| Dataset excerpt |
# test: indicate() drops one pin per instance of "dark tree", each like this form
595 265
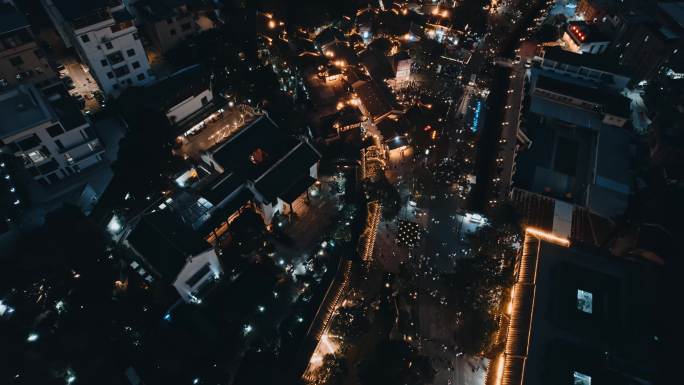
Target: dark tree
395 362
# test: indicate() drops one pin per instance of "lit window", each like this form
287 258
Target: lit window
584 301
36 156
581 379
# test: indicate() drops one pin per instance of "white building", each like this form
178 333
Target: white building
169 248
106 39
199 271
48 133
275 168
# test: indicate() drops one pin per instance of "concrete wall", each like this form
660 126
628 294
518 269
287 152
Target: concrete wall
188 106
193 265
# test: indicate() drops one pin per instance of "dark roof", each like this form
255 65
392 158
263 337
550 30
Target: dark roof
262 134
675 11
612 103
11 19
342 51
328 35
76 9
606 62
158 10
373 98
287 173
393 126
549 338
227 208
168 92
64 106
227 184
20 108
538 211
122 15
377 64
297 188
591 33
348 116
165 242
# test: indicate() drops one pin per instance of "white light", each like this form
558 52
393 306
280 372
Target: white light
114 225
71 376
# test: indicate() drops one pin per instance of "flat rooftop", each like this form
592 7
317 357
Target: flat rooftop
78 9
21 108
605 62
11 19
614 104
578 314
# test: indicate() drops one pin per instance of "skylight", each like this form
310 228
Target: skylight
584 301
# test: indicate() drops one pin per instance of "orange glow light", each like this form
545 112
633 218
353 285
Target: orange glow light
547 236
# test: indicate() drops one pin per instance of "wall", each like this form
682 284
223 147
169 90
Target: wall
193 265
188 106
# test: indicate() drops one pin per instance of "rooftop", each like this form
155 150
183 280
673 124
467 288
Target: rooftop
614 104
373 98
64 106
165 241
675 11
579 224
290 173
170 91
605 62
21 108
73 10
584 33
576 314
11 19
159 10
253 150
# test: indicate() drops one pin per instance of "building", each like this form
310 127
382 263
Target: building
603 69
402 64
48 133
646 43
612 108
595 10
103 34
21 60
582 37
166 22
184 98
579 316
169 248
273 168
375 103
576 223
580 151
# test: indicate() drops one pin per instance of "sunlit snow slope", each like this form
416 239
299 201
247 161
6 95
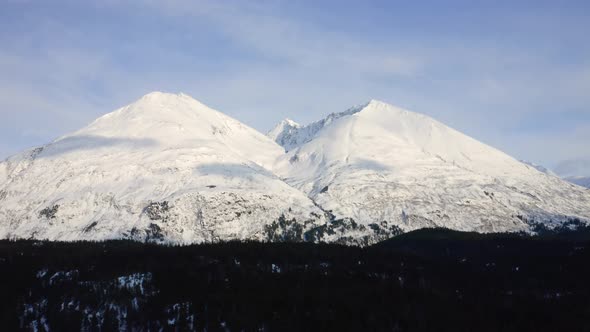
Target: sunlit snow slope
165 168
378 164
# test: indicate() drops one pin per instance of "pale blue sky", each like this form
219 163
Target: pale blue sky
513 74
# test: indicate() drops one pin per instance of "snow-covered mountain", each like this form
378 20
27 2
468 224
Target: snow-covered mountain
164 168
381 165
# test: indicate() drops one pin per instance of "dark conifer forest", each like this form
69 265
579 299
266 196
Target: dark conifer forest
427 280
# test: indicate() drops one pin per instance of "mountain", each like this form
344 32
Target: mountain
380 167
583 181
165 168
169 169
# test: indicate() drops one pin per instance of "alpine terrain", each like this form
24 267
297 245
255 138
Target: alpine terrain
379 164
170 169
165 168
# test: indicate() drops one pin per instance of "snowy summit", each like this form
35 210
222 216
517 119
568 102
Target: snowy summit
167 168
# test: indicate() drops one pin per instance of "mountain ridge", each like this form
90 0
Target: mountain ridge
167 168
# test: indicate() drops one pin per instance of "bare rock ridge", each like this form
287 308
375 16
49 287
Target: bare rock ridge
167 168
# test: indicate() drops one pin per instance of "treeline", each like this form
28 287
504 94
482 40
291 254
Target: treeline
428 280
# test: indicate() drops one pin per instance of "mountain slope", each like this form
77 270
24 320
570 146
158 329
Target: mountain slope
165 168
380 165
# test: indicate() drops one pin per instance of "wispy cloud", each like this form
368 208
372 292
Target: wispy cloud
490 73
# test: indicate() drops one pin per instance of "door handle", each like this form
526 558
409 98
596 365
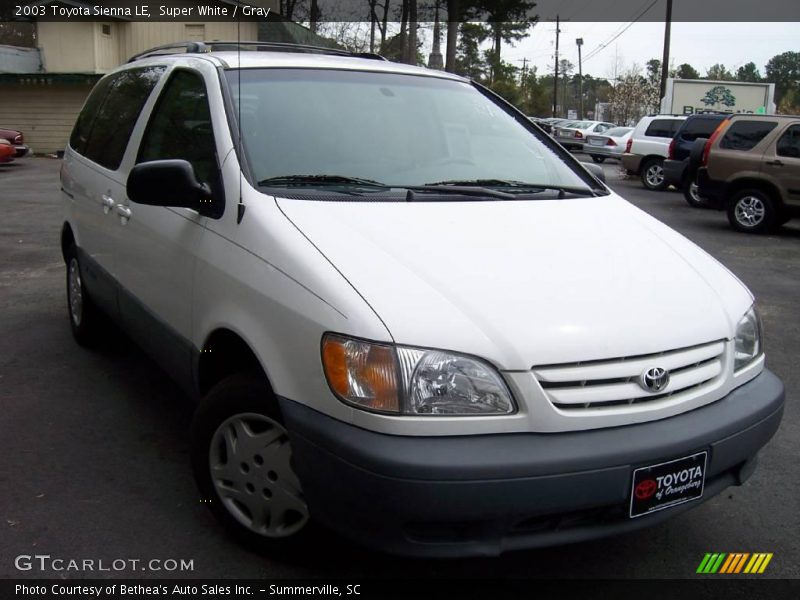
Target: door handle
124 212
107 202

| Stated goal |
Write out the entries above word for word. Do not include the pictures.

| Finished task |
# test: indicate() drops one pin per instance of "dark tree", each like this form
595 265
Target: dark tree
395 362
# test: indicate() drops one pin per instance of "lit window", each like this form
287 258
Target: lit window
584 301
36 156
581 379
# test: indicate() drops one pin per instance of "white building", each like this form
178 333
Target: white building
169 248
106 39
199 271
48 133
275 168
# test: indicate() drops one pin per instance of "concrete wall", each like this form
660 126
628 294
518 269
287 152
Target: concrete wall
188 106
193 265
# test: indicate() drops one pin per instance of "dark roof", each like this form
255 65
392 158
263 337
550 30
Target: dark roof
262 134
675 11
612 103
11 19
342 51
328 35
76 9
606 62
158 10
373 98
287 173
393 126
549 338
227 208
168 92
64 106
227 184
20 108
538 211
122 15
377 64
297 188
591 33
348 116
165 242
# test: indicate() drops one pin per instance of "white light", each like this form
558 52
393 306
280 372
Target: white light
114 225
71 376
# test: indicate() drops one pin per instance of "flat rooftop", each like this form
592 7
317 357
Target: flat rooftop
78 9
21 108
605 62
11 19
614 104
578 314
# test: indicate() drops one pin per instance of "skylight", each like this form
310 228
Target: skylight
584 301
# test: indicate() drops one pin per instance of "orange glow light", each like this form
545 112
633 218
353 285
Target: orange glow light
547 236
# test: indicate() drops one pin per instance of "wall", each like this form
682 284
223 147
169 90
Target: wall
193 265
188 106
# test: indicate() drops one pin per instance of "rooftop", each like this form
155 150
183 280
673 124
467 288
Target: rooftop
614 104
373 98
64 106
165 241
675 11
579 224
290 173
170 91
605 62
21 108
73 10
584 33
576 314
11 19
159 10
253 150
# test: indicate() drops one pin per instance of "building", each like this form
310 127
382 263
Target: building
603 69
402 64
48 133
646 43
612 108
595 10
103 34
21 60
582 37
166 22
184 98
579 316
169 248
273 168
375 103
576 223
580 151
# test: indicate() drops one pin per instance of "sunlit snow slope", each like this form
416 239
299 201
247 161
6 95
Target: sunlit snow slope
165 168
378 164
# test: indicate() drops one pin per instance of "pale blue sky", each like this form
219 163
Target: pale blue sky
513 74
# test: indicate() drops one pin per instance of "snow-covered mountain", each like this form
378 20
27 2
468 224
Target: snow-covered mountain
164 168
381 165
# test: indicate() drops one pin per instance of "dark conifer forest", each like this form
69 265
579 299
266 196
Target: dark conifer forest
427 280
# test: indicate() drops one pin per instance of "mountain", each like this form
344 32
Target: mountain
380 167
583 181
165 168
169 169
# test: indicate() drops one pin per instance of "alpine terrain", each like this form
24 267
297 245
255 138
Target: alpine terrain
379 164
170 169
165 168
# test: indicate() drops one pin per instance of "snowy summit", each like this form
35 210
222 216
517 119
568 102
Target: snowy summit
167 168
# test: indicate() drops one pin per instance of "mountain ridge", each like this form
90 0
Target: mountain ridge
167 168
# test: indicate() drops one pin per instance of "bare rock ridge", each like this form
287 308
375 16
49 287
Target: bare rock ridge
167 168
# test: indicate() drops one pin per instance of "treeline", each like this form
28 287
504 94
482 40
291 254
Target: treeline
428 280
# test: indicate() drops one pin per instance of "mountain slope", each like this form
77 270
24 320
570 146
158 329
Target: mountain slope
165 168
380 165
# test: indicate() drops one pin per instance of "wispy cloud", each like this form
368 208
372 292
Target: wispy cloud
490 73
# test: indicate() drops one pin per instance of "door handle", each like this form
526 558
409 98
596 365
Target: door handle
124 212
107 202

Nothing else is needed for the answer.